In 1964 our predecessors, the IS, had something like 400 members, in 1974 we had 3–4,000 members but we were 10 percent of the size of the CP and much weaker. Today we are in a much stronger position. This means there is a greater responsibility on us and much greater obligations.
Engels wrote that the class struggle takes place in three spheres, the economic, the political and the ideological. Of course between those three spheres there is a relationship, and they are not completely isolated from one another. But there is no mechanical relationship between them either. You may find that the economic and the class struggles can be at a very low level, but the ideological struggle can be very high.
If you look at the example of the Bolshevik Party in Russia, they led hundreds of thousands of workers in the insurrection in Moscow in December 1905, but the party was much smaller than it was in 1906 or 1907. The party grew more after the end of the revolution than in the revolution itself. The reason is simple. Tens of thousands joined the Bolshevik Party in 1906 because they learned the lessons of 1905. Of course this growth couldn’t go on for ever. The party grew to 40,000 members but then when the struggle continued to be at a very low level, when the counterrevolution was victorious, when thousands of workers were thrown into prison and sent to Siberia, the demoralisation spread among the party members, so by 1910 the membership had fallen to only 200.
So ideas cannot be completely separated from the economic base, but the ideas can develop in advance of the economic base for a time. This means that there can be growth in the size and influence of the revolutionary party even if the level of struggle is quite low. Of course at the end of the day there will be either levelling up or levelling down. Either industrial struggle will rise to the level of the ideas or the ideas will go down to the level of the struggle.
In workers’ heads at present there are lots of contradictions. The hatred of the Tories means that workers will give Blair the benefit of the doubt. People can both support and feel unease about the leadership. For example before the general election the NUJ conference met with 100 delegates. We had four comrades there and they moved a document condemning Blair over his attitude to the unions. Out of 100 delegates, 90 signed the document, although no doubt all of these delegates voted Labour and were, like us, over the moon with at the Labour victory.

* RECORD SET:
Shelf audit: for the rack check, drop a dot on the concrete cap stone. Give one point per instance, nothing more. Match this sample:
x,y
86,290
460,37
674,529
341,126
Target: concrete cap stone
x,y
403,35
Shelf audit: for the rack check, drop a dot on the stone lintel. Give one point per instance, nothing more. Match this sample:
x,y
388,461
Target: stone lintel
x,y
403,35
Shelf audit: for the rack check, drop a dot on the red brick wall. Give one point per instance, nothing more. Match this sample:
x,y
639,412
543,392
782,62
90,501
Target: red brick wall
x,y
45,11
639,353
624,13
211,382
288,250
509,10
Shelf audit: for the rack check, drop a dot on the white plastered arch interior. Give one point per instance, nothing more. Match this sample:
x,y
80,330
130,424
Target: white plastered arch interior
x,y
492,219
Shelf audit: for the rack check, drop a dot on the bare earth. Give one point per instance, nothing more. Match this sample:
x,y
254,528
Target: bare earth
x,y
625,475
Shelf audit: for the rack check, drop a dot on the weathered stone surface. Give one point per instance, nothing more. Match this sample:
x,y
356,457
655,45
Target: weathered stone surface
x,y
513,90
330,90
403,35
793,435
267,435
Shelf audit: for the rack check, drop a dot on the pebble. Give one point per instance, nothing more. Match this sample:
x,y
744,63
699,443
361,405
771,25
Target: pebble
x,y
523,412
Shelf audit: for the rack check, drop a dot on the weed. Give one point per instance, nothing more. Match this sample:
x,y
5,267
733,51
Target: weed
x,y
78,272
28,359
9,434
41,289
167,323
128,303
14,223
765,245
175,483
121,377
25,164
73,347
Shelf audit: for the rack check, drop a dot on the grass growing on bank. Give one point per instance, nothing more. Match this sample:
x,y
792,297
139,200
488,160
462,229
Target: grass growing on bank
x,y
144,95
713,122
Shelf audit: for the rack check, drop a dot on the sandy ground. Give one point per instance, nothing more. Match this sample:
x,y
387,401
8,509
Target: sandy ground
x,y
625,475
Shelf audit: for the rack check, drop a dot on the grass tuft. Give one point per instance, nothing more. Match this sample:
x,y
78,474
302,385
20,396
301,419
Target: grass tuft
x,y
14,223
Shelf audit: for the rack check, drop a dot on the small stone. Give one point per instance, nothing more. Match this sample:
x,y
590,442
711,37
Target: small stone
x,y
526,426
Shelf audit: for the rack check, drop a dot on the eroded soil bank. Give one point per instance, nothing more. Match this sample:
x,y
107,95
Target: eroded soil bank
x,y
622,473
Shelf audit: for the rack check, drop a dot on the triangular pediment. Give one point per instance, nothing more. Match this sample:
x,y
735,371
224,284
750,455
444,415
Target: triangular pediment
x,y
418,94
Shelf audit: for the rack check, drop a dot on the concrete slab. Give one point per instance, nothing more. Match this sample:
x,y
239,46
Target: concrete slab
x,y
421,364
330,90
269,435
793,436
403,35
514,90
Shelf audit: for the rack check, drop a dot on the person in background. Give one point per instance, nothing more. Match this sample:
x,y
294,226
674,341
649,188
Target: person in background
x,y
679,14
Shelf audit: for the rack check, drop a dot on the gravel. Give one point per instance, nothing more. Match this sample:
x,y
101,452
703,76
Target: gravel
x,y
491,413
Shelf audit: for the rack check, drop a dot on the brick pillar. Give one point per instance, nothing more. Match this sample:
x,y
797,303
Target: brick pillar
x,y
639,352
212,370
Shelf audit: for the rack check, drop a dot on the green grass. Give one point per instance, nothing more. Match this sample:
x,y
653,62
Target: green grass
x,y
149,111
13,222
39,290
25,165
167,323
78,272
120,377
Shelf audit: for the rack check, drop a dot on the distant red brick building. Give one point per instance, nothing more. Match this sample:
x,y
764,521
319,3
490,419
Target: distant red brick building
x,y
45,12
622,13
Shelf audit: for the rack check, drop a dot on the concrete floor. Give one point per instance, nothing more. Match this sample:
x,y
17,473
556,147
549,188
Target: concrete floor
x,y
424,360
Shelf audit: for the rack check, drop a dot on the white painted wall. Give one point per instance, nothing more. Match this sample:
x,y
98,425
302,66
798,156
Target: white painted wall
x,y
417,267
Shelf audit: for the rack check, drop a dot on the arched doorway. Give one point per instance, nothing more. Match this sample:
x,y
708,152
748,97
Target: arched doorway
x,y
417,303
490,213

* PROMPT: According to the excerpt on class struggle, how many of the 100 delegates at the NUJ conference signed the document condemning Blair? The entries play no part in what comes next.

* RESPONSE AREA: 90 delegates signed it.